Exercise description: How many lines in the material below contain the string "hose"? Reply with the number alone.

Data extract:
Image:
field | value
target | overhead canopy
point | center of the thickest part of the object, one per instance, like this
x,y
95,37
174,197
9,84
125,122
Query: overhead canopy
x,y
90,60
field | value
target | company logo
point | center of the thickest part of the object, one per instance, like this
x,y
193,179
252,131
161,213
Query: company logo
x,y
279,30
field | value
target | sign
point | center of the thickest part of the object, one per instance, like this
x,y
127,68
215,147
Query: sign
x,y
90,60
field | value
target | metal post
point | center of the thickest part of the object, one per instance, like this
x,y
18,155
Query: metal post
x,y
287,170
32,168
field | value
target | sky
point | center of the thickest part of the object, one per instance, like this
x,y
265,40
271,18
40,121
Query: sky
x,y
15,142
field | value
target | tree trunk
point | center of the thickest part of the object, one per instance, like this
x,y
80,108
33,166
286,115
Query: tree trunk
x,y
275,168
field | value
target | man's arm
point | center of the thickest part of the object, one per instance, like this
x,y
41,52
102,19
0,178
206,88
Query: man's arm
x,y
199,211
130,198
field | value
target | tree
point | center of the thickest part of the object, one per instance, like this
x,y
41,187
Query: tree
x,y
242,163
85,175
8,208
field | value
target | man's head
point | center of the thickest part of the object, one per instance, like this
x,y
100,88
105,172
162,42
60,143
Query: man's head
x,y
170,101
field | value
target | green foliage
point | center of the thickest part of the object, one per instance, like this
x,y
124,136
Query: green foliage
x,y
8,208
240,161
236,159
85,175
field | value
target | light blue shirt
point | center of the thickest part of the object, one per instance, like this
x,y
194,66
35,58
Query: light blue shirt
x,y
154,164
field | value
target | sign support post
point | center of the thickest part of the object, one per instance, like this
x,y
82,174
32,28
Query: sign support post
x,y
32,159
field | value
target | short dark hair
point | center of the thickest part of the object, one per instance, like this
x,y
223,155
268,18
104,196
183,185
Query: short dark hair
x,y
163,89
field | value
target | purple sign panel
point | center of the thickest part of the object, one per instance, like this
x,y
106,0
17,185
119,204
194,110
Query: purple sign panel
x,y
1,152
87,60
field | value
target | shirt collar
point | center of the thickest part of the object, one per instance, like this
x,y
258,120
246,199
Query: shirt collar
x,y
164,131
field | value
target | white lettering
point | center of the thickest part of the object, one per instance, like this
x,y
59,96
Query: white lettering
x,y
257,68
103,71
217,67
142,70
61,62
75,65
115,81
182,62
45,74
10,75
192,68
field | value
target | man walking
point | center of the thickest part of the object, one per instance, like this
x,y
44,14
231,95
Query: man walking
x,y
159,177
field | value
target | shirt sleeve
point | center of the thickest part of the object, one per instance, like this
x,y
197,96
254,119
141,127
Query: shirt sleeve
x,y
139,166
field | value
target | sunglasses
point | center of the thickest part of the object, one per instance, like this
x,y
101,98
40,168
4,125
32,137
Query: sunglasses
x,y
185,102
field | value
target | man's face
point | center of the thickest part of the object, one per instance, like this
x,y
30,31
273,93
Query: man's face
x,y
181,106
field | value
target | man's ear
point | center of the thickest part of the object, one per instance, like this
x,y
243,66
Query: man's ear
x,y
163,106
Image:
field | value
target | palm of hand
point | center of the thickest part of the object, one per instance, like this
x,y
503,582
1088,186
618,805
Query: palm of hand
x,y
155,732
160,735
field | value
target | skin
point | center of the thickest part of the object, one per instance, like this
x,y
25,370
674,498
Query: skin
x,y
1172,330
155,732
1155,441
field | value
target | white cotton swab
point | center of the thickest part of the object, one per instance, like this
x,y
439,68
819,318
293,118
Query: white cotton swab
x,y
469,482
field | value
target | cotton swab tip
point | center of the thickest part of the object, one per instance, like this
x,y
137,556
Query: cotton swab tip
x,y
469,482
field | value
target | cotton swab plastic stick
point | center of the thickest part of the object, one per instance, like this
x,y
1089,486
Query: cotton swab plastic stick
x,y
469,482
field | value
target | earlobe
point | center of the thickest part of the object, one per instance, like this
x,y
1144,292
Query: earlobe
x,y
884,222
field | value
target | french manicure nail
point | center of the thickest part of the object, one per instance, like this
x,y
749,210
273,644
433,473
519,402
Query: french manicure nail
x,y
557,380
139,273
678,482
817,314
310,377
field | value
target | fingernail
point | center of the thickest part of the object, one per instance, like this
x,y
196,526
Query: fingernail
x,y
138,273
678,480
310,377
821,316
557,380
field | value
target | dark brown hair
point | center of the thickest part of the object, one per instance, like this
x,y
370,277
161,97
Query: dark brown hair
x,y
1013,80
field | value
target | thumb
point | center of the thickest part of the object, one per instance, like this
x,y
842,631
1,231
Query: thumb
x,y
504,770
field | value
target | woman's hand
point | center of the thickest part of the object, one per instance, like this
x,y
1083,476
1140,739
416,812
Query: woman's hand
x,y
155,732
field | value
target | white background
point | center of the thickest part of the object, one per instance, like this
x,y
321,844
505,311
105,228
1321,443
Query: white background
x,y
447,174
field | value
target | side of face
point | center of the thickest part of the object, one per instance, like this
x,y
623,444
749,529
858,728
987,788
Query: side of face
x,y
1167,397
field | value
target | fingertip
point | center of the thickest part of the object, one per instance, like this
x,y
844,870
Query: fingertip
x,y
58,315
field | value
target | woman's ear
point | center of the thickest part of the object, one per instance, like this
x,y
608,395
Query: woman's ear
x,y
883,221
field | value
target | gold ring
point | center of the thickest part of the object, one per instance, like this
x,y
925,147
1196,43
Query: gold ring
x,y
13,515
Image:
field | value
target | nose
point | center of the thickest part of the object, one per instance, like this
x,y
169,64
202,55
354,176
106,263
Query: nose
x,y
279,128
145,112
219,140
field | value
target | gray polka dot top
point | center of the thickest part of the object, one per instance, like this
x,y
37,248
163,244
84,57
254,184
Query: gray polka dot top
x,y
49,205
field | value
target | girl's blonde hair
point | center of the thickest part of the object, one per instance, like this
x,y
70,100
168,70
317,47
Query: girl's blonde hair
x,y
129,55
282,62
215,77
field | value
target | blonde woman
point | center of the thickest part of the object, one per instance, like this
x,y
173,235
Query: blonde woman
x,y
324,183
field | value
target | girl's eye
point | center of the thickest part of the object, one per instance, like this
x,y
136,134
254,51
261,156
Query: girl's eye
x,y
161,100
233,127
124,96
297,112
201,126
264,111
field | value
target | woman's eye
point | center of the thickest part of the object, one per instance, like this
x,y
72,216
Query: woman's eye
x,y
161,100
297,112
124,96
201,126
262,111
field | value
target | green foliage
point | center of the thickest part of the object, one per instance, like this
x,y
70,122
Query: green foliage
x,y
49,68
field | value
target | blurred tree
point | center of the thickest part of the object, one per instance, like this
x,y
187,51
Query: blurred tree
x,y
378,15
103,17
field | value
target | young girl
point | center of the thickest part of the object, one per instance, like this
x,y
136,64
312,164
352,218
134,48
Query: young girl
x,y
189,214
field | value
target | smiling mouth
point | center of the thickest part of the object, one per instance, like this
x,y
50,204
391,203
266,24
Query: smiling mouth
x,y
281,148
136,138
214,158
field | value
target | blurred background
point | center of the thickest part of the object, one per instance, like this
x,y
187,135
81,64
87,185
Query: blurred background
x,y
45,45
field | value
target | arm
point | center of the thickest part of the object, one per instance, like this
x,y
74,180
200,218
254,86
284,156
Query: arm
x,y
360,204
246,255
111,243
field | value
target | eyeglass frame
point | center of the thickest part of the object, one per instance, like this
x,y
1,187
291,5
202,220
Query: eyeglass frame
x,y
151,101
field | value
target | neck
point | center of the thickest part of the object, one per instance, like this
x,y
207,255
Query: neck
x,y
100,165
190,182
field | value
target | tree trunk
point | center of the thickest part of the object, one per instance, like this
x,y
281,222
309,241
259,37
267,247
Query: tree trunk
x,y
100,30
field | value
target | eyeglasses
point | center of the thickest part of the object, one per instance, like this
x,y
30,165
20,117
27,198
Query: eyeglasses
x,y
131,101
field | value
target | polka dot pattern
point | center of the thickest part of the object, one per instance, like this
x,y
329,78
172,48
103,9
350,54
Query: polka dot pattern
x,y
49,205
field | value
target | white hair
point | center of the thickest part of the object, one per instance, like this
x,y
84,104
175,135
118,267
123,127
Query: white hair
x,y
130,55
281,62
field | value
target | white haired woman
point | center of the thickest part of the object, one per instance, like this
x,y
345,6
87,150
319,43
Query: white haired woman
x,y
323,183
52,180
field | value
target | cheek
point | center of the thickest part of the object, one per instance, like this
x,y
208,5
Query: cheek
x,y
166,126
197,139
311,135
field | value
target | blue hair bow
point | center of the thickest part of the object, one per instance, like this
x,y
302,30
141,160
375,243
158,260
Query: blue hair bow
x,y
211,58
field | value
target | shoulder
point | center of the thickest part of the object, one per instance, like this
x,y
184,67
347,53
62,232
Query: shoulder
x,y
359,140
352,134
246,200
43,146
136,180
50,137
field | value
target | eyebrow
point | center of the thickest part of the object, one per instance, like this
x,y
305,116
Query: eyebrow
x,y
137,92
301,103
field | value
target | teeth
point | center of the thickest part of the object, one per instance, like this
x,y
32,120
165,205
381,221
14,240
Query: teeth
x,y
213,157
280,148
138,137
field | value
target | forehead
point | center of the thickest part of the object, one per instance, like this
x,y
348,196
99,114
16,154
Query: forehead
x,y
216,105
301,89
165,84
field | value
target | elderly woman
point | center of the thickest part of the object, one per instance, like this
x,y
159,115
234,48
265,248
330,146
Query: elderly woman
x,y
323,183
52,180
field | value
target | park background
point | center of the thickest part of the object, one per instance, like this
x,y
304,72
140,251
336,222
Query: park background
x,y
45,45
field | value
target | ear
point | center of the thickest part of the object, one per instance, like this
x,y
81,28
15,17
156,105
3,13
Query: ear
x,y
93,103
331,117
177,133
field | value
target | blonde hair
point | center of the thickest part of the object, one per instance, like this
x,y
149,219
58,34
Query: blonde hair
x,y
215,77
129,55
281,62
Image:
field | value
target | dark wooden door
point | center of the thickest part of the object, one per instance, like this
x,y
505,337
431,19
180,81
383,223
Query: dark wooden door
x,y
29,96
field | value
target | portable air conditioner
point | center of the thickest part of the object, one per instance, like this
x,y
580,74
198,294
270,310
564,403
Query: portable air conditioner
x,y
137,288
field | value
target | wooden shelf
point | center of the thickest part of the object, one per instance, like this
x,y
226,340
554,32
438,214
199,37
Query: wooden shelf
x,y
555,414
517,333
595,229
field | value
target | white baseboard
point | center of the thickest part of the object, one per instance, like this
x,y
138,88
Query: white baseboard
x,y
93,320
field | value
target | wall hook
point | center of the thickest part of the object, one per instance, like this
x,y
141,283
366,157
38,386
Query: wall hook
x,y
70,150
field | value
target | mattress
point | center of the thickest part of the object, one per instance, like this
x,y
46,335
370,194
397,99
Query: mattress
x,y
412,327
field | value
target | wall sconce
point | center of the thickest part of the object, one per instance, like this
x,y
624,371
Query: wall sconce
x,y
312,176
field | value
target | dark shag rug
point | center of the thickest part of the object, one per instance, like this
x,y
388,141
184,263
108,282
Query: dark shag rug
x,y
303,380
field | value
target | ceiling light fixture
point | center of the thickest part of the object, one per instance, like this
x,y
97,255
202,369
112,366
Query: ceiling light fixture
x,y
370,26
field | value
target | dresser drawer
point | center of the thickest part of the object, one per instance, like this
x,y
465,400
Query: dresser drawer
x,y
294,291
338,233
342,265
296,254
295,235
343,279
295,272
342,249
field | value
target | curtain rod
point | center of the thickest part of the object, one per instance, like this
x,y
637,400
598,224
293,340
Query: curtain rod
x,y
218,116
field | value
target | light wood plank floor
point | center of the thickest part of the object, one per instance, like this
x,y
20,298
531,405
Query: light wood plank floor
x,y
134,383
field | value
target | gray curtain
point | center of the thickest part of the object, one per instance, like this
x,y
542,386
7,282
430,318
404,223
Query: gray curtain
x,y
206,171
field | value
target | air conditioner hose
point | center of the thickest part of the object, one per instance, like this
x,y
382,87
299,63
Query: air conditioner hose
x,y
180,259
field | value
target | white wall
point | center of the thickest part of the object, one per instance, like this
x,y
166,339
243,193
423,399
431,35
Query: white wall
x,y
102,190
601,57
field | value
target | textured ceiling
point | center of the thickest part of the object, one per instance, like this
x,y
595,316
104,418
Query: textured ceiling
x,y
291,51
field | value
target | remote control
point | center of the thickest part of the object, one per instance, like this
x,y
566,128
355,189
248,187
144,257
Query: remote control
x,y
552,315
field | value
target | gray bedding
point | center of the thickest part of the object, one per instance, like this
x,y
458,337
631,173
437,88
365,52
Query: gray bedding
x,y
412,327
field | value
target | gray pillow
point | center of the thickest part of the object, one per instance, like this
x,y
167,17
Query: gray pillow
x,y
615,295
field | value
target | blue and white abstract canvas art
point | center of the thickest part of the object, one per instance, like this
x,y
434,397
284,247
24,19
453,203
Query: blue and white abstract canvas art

Complete output: 2